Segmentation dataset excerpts
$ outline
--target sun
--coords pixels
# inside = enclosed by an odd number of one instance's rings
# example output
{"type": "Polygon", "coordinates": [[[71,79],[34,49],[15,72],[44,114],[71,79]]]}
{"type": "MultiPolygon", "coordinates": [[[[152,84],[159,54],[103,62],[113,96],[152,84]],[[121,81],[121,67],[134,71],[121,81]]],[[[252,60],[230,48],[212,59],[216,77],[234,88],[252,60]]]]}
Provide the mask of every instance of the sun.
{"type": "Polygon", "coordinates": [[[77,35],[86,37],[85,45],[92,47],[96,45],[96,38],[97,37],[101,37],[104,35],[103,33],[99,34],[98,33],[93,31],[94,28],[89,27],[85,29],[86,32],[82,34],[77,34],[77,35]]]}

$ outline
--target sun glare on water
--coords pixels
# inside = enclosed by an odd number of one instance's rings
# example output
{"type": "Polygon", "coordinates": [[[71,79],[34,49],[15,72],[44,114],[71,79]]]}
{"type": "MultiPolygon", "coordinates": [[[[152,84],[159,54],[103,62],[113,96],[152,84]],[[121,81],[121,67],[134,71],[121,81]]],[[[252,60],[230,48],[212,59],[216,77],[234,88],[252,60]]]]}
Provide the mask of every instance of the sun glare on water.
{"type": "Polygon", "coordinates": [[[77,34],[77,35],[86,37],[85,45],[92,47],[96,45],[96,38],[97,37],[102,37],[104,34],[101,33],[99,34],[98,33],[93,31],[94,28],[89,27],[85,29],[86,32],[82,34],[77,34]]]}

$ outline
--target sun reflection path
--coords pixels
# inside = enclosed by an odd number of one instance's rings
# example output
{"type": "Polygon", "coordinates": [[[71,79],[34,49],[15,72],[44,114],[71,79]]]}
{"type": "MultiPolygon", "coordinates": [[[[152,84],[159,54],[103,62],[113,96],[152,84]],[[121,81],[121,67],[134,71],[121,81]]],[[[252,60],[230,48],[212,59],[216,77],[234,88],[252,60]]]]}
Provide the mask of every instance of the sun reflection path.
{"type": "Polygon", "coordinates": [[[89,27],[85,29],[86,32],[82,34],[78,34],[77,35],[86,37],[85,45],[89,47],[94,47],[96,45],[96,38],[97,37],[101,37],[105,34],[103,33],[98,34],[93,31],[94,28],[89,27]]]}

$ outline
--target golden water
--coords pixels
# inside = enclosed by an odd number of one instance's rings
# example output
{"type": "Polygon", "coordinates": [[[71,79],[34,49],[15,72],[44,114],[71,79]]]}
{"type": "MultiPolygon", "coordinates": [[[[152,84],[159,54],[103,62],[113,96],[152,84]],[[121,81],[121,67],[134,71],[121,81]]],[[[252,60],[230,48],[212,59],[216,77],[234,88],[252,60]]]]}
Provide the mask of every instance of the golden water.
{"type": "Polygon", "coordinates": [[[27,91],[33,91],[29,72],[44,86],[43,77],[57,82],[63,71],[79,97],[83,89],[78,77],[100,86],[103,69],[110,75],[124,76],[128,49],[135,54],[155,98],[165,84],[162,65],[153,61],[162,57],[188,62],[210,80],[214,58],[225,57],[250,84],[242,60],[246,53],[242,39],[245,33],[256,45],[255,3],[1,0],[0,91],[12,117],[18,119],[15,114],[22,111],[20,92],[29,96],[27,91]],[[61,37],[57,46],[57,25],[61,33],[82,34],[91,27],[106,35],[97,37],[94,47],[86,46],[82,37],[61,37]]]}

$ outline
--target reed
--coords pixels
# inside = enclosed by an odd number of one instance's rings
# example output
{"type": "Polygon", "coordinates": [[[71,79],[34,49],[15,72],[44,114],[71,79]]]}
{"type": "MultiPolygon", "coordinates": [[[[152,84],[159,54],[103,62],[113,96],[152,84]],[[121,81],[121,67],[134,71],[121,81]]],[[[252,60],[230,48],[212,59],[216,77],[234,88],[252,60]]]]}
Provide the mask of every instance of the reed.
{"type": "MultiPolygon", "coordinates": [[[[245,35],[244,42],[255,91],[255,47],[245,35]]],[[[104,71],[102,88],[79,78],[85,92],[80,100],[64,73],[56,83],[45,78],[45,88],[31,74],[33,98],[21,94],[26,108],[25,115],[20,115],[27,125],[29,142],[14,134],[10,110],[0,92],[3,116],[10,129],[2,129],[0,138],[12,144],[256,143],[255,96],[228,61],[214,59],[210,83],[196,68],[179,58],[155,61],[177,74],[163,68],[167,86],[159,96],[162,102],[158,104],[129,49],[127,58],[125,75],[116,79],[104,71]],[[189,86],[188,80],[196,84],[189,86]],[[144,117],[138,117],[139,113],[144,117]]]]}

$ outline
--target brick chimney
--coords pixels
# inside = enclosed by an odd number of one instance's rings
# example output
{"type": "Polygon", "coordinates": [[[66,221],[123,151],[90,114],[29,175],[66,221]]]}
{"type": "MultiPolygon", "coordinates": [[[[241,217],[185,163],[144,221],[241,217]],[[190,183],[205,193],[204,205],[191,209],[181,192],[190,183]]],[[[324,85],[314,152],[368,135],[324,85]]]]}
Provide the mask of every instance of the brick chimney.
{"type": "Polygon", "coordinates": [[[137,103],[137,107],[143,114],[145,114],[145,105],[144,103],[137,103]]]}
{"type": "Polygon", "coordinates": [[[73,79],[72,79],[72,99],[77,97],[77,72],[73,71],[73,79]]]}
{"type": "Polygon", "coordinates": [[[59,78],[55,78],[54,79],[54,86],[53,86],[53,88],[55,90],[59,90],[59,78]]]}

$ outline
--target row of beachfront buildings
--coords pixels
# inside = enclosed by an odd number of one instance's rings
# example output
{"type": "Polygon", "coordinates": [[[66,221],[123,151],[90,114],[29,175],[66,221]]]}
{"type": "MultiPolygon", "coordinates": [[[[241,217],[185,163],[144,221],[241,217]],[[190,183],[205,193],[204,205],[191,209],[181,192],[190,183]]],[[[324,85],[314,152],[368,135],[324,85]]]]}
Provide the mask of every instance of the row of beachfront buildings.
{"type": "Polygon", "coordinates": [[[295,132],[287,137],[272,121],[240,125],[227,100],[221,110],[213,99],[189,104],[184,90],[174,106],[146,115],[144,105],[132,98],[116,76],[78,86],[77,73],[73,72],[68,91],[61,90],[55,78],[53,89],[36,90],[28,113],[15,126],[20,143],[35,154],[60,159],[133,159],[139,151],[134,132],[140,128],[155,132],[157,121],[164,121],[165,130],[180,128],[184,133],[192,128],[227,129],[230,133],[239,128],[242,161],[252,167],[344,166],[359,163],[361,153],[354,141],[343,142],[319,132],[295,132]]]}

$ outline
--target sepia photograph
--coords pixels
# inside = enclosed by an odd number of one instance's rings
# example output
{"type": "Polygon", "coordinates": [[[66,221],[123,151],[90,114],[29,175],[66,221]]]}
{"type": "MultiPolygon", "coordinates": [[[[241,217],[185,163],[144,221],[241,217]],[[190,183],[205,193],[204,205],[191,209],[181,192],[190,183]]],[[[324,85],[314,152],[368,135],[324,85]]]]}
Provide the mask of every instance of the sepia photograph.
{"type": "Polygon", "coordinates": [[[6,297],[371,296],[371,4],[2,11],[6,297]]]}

The task: Output the data above exactly, please, line for line.

Task output:
$ outline
--target sun
--coords pixels
# inside = enclosed by an odd number of one instance's rings
# example output
{"type": "Polygon", "coordinates": [[[71,79],[34,49],[15,72],[44,114],[71,79]]]}
{"type": "MultiPolygon", "coordinates": [[[[152,84],[159,54],[103,62],[113,96],[152,84]],[[121,81],[121,67],[134,71],[121,81]]],[[[252,60],[230,48],[212,59],[216,77],[234,88],[252,60]]]]}
Provide the mask of every instance of the sun.
{"type": "Polygon", "coordinates": [[[77,35],[86,37],[85,45],[92,47],[96,45],[96,38],[97,37],[101,37],[104,35],[103,33],[99,34],[98,33],[93,31],[94,28],[89,27],[85,29],[86,32],[82,34],[77,34],[77,35]]]}

$ outline
--target sun glare on water
--coords pixels
# inside = enclosed by an odd number of one instance's rings
# example output
{"type": "Polygon", "coordinates": [[[71,79],[34,49],[15,72],[44,114],[71,79]]]}
{"type": "MultiPolygon", "coordinates": [[[[152,84],[159,54],[103,62],[113,96],[152,84]],[[121,81],[121,67],[134,71],[121,81]]],[[[252,60],[230,48],[212,59],[216,77],[234,88],[252,60]]]]}
Provide the mask of every instance of the sun glare on water.
{"type": "Polygon", "coordinates": [[[77,34],[77,35],[86,37],[85,45],[92,47],[96,45],[96,38],[97,37],[102,37],[104,34],[101,33],[99,34],[98,33],[93,31],[94,28],[89,27],[85,29],[86,32],[82,34],[77,34]]]}

$ outline
--target sun reflection path
--coords pixels
# inside = enclosed by an odd number of one instance's rings
# example output
{"type": "Polygon", "coordinates": [[[71,79],[34,49],[15,72],[44,114],[71,79]]]}
{"type": "MultiPolygon", "coordinates": [[[[152,84],[159,54],[103,62],[113,96],[152,84]],[[121,81],[121,67],[134,71],[121,81]]],[[[252,60],[230,48],[212,59],[216,77],[234,88],[252,60]]]]}
Provide the mask of every instance of the sun reflection path.
{"type": "Polygon", "coordinates": [[[89,27],[85,29],[86,32],[82,34],[78,34],[77,35],[86,37],[85,45],[89,47],[94,47],[96,45],[96,38],[97,37],[101,37],[105,34],[103,33],[98,34],[93,31],[94,28],[89,27]]]}

$ outline
--target golden water
--coords pixels
# inside = enclosed by an odd number of one instance's rings
# example output
{"type": "Polygon", "coordinates": [[[71,79],[34,49],[15,72],[44,114],[71,79]]]}
{"type": "MultiPolygon", "coordinates": [[[[152,84],[159,54],[103,62],[113,96],[152,84]],[[121,81],[121,67],[134,71],[121,81]]],[[[252,60],[230,48],[212,59],[216,77],[234,88],[252,60]]]]}
Provide the mask of every instance of the golden water.
{"type": "Polygon", "coordinates": [[[27,91],[33,91],[29,72],[44,86],[43,77],[57,82],[63,71],[79,97],[83,89],[78,77],[100,86],[103,69],[110,75],[124,76],[128,49],[135,54],[155,98],[165,84],[162,65],[153,61],[162,57],[188,62],[210,80],[214,58],[225,57],[250,84],[242,60],[246,53],[242,39],[245,33],[256,45],[255,3],[1,0],[0,91],[12,117],[18,119],[15,114],[22,111],[20,92],[29,96],[27,91]],[[61,37],[57,46],[57,25],[61,33],[82,34],[91,27],[106,35],[97,37],[94,47],[86,46],[82,37],[61,37]]]}

$ outline
--target reed
--coords pixels
# inside = enclosed by an odd number of one instance's rings
# example output
{"type": "Polygon", "coordinates": [[[71,79],[34,49],[15,72],[44,114],[71,79]]]}
{"type": "MultiPolygon", "coordinates": [[[[152,84],[159,54],[103,62],[113,96],[152,84]],[[121,81],[121,67],[134,71],[121,81]]],[[[252,60],[230,48],[212,59],[216,77],[234,88],[252,60]]]]}
Provide the mask of every instance of the reed.
{"type": "MultiPolygon", "coordinates": [[[[245,35],[244,42],[255,91],[255,47],[245,35]]],[[[104,71],[102,88],[79,78],[85,92],[80,100],[64,73],[56,83],[45,78],[45,88],[31,74],[33,98],[21,94],[26,108],[25,115],[20,115],[27,125],[29,142],[14,134],[10,110],[0,92],[3,116],[10,129],[2,129],[0,138],[12,144],[256,143],[255,96],[228,61],[214,59],[210,83],[196,68],[179,58],[155,61],[177,74],[163,68],[167,86],[159,96],[162,102],[158,104],[129,49],[127,58],[125,75],[116,79],[104,71]],[[189,86],[188,80],[196,84],[189,86]],[[144,117],[138,117],[139,113],[144,117]]]]}

$ outline
--target brick chimney
--coords pixels
# inside = enclosed by an odd number of one instance's rings
# example output
{"type": "Polygon", "coordinates": [[[66,221],[123,151],[90,114],[29,175],[66,221]]]}
{"type": "MultiPolygon", "coordinates": [[[[241,217],[185,163],[144,221],[241,217]],[[190,183],[205,193],[204,205],[191,209],[181,192],[190,183]]],[[[324,85],[314,152],[368,135],[324,85]]]]}
Provide the mask of every instance of the brick chimney.
{"type": "Polygon", "coordinates": [[[137,103],[137,107],[143,114],[145,114],[145,105],[144,103],[137,103]]]}
{"type": "Polygon", "coordinates": [[[73,79],[72,79],[72,99],[77,97],[77,72],[73,71],[73,79]]]}
{"type": "Polygon", "coordinates": [[[59,78],[55,78],[54,79],[54,86],[53,86],[53,88],[55,90],[59,90],[59,78]]]}

$ outline
--target row of beachfront buildings
--coords pixels
# inside = enclosed by an odd number of one instance's rings
# example output
{"type": "Polygon", "coordinates": [[[66,221],[123,151],[90,114],[29,175],[66,221]]]}
{"type": "MultiPolygon", "coordinates": [[[[241,217],[185,163],[144,221],[241,217]],[[190,183],[205,193],[204,205],[191,209],[181,192],[190,183]]],[[[324,85],[314,152],[368,135],[324,85]]]]}
Provide the mask of every instance of the row of beachfront buildings.
{"type": "Polygon", "coordinates": [[[295,132],[287,137],[272,121],[240,125],[227,100],[221,110],[213,99],[189,104],[184,90],[174,106],[146,115],[144,105],[132,98],[116,76],[78,86],[77,73],[73,72],[68,91],[61,90],[55,78],[53,89],[36,90],[28,113],[15,126],[20,143],[35,154],[60,159],[133,159],[139,151],[134,132],[140,128],[155,132],[157,121],[164,121],[165,130],[180,128],[184,133],[192,128],[227,129],[230,133],[239,128],[242,161],[252,167],[344,166],[359,163],[361,153],[354,141],[343,142],[319,132],[295,132]]]}

$ outline
--target sepia photograph
--coords pixels
# inside = enclosed by an odd number of one instance's rings
# example output
{"type": "Polygon", "coordinates": [[[66,221],[123,151],[90,114],[29,175],[66,221]]]}
{"type": "MultiPolygon", "coordinates": [[[[241,217],[185,163],[144,221],[241,217]],[[190,183],[205,193],[204,205],[191,209],[181,192],[190,183]]],[[[324,85],[314,152],[368,135],[324,85]]]]}
Provide the mask of every instance of the sepia photograph.
{"type": "Polygon", "coordinates": [[[6,297],[371,296],[371,4],[2,11],[6,297]]]}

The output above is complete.